# What the task asks
Which lines of the records contain the string "exact"? Pull out each of those lines in full, counting only case-sensitive matches.

# Input material
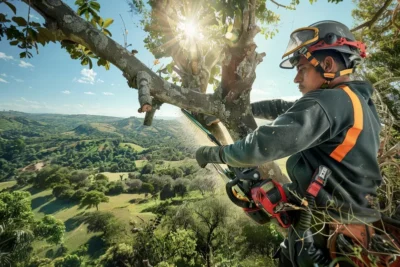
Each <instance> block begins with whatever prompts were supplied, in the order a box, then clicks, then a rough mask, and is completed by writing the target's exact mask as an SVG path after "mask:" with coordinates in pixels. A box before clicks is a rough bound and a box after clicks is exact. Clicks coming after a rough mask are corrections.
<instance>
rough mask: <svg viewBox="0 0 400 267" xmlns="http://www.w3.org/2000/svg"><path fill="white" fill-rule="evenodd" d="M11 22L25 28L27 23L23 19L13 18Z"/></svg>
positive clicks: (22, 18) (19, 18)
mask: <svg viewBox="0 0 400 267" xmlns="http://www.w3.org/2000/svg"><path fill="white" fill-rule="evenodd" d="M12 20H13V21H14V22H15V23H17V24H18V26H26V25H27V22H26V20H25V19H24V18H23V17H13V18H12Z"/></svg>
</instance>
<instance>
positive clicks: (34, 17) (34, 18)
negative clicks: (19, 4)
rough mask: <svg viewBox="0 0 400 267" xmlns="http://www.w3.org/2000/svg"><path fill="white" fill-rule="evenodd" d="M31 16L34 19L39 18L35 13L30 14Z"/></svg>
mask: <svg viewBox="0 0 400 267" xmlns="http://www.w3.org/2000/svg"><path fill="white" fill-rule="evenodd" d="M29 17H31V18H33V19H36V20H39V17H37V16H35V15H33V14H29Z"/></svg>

--

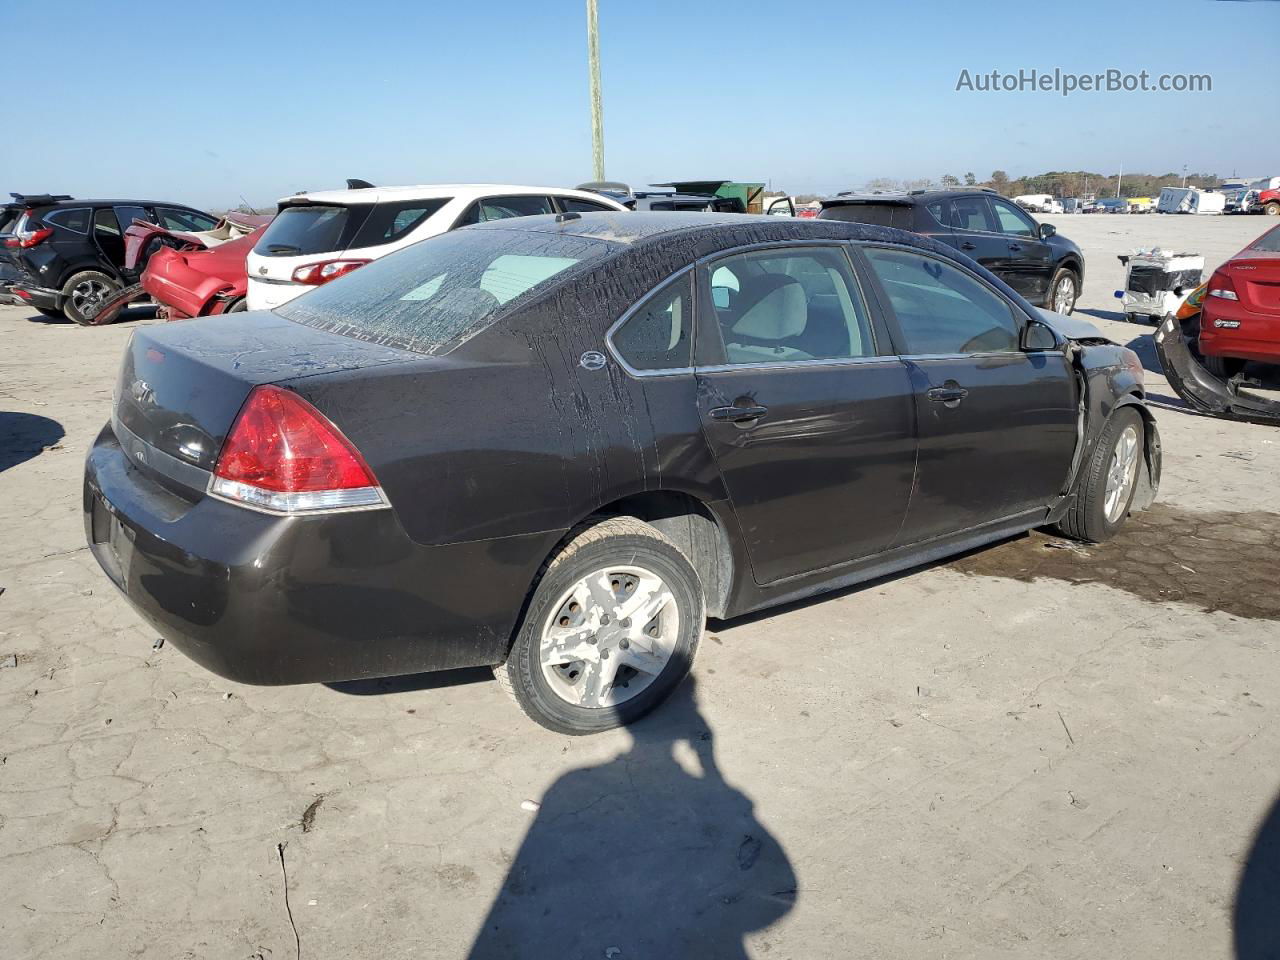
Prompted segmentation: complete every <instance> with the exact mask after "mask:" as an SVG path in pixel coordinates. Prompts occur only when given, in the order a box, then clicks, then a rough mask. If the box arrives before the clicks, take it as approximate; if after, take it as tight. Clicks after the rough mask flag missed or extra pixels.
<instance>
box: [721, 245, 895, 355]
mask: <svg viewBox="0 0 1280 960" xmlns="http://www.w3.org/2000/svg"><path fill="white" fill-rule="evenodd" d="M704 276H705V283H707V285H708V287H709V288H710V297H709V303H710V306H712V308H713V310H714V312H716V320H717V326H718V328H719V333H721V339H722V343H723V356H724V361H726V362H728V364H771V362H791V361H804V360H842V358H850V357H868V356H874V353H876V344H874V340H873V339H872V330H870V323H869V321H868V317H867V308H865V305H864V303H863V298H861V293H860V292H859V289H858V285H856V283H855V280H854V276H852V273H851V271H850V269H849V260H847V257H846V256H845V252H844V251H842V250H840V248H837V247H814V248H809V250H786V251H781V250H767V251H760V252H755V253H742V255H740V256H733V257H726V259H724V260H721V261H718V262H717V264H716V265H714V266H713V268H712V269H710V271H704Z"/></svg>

---

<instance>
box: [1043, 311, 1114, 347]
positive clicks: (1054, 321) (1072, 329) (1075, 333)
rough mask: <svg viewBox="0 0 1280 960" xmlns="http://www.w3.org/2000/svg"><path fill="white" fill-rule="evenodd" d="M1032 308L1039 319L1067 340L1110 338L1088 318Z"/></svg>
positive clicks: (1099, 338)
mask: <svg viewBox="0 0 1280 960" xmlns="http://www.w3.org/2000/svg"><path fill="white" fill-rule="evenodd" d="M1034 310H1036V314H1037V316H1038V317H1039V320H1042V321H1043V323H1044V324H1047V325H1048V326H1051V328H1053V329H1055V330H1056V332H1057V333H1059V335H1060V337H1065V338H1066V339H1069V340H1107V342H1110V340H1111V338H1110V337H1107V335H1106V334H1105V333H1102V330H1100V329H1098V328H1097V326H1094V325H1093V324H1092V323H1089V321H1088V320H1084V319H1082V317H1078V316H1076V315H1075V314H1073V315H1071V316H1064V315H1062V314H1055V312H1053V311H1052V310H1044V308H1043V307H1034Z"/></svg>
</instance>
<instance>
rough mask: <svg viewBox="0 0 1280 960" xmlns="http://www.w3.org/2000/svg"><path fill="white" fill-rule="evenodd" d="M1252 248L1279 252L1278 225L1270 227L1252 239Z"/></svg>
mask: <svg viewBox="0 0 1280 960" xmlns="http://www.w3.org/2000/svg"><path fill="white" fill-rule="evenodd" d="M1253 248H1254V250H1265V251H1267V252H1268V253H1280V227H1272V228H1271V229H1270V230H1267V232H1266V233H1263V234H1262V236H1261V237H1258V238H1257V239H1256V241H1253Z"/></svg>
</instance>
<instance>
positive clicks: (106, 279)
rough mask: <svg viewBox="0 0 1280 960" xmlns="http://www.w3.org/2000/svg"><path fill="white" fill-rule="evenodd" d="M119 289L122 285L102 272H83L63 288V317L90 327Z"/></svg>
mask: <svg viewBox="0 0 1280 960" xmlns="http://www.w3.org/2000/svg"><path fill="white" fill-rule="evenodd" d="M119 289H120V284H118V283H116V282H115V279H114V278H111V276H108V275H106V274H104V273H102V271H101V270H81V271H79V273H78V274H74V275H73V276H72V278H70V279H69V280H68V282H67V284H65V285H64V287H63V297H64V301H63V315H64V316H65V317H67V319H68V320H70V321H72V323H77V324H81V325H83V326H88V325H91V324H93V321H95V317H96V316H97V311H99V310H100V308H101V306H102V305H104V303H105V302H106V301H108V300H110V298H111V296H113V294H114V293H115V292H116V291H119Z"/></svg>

# Answer space
Each <instance> block begins with whatever prompts were supplied, in the order a box, then clicks, then a rough mask, and is completed by writing the target's exact mask as an SVG path after "mask:" with coordinates in pixels. A box before clicks is a rough bound and a box after clicks is exact. Clicks coming after a rough mask are corrections.
Prompted segmentation: complete every <instance> with the exact mask after "mask:" as an SVG path in pixel coordinates. Prompts occur only when given, in the order a box, then clicks, then a rough mask. If the box arrives before the clicks, take it as approximate; if after, take it as tight. Clicks after the rough mask flag missed or extra pixels.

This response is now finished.